▸ **Page excerpt**:
*** Block opens ***

Pittsburgh Post-Gazette

District weighing policy on gendered use of bathrooms, locker rooms

- By Megan Tomasic

Officials in the Western Beaver County School District are weighing a policy on the gendered use of bathrooms and locker rooms in the rural Beaver County school.

School directors during a Wednesday board meeting approved the first reading of the policy, titled “Use of Restroom and Locker Room Facilities,” which states that students, staff and visitors must use facilities aligning with their birth sex rather than gender identity.

The policy aims to “respect the rights of students and staff” by providing sexseparat­ed facilities that offer “privacy, modesty and personal space as it relates to members of the opposite sex,” while preventing “sexually inappropri­ate” behaviors, the policy reads.

The goal, Superinten­dent Robert Postupac said, is to have a policy that protects the “health, safety and welfare of our students, staff and visitors to our district.”

*** Block closes ***

▸ **Dataset extract**:
*** Block opens ***

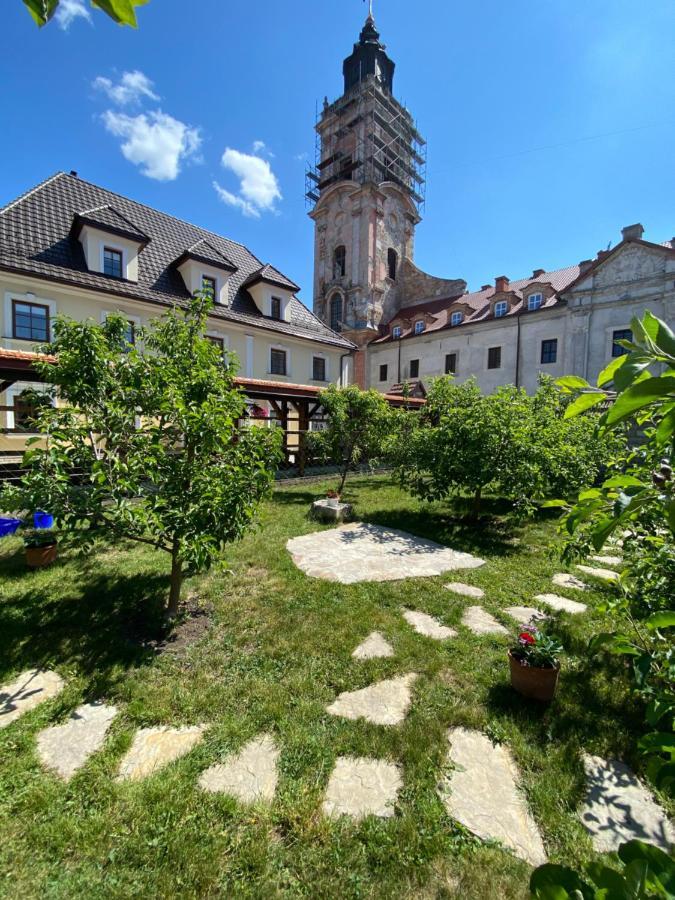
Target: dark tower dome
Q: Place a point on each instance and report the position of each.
(369, 58)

*** Block closes ***

▸ **Required work**:
**A)** In the news article, rewrite the passage starting at "District weighing policy" and ending at "the policy reads.", swapping every "students" for "pupils".
**B)** In the news article, what is the title of the policy whose first reading the school directors approved?
**C)** In the news article, list the groups of people who, under the policy, must use facilities that align with their birth sex.
This material comes from a different source than the news article.

▸ **Task-by-task solutions**:
**A)**
District weighing policy on gendered use of bathrooms, locker rooms

- By Megan Tomasic

Officials in the Western Beaver County School District are weighing a policy on the gendered use of bathrooms and locker rooms in the rural Beaver County school.

School directors during a Wednesday board meeting approved the first reading of the policy, titled “Use of Restroom and Locker Room Facilities,” which states that pupils, staff and visitors must use facilities aligning with their birth sex rather than gender identity.

The policy aims to “respect the rights of pupils and staff” by providing sexseparat­ed facilities that offer “privacy, modesty and personal space as it relates to members of the opposite sex,” while preventing “sexually inappropri­ate” behaviors, the policy reads.

**B)** "Use of Restroom and Locker Room Facilities"

**C)** students, staff, visitors